**Directions for this task**
Please return every line of the material that contains the string "query", matching case exactly.

**Dataset records**
## START
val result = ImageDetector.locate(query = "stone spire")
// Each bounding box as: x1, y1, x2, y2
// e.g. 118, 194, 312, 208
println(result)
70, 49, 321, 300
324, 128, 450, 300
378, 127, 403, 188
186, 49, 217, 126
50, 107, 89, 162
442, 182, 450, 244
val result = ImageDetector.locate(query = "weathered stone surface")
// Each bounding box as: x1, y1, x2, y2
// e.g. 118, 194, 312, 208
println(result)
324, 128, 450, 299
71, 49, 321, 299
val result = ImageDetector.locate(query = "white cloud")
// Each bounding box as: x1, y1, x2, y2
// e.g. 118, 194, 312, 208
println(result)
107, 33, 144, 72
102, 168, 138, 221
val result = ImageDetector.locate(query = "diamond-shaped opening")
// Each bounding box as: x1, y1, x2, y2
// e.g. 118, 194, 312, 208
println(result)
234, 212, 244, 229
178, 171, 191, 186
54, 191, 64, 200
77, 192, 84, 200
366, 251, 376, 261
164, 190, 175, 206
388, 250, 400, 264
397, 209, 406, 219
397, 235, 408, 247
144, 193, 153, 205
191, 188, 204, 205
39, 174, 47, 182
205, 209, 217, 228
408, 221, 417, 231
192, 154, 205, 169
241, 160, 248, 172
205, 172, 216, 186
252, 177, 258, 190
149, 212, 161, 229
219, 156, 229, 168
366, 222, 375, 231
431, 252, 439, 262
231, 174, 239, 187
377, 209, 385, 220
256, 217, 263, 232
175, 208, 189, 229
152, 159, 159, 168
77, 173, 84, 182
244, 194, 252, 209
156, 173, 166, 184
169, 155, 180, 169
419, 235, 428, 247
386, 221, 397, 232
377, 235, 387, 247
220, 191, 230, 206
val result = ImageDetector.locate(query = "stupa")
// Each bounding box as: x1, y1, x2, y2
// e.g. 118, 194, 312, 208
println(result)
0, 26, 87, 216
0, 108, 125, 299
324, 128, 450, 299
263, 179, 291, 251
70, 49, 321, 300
## END
**Worked solution**
val result = ImageDetector.locate(query = "stone spire")
val result = ImageDetector.locate(query = "weathered stone surface")
val result = ImageDetector.locate(query = "white cloud")
val result = ImageDetector.locate(query = "diamond-shaped opening")
val result = ImageDetector.locate(query = "stupa")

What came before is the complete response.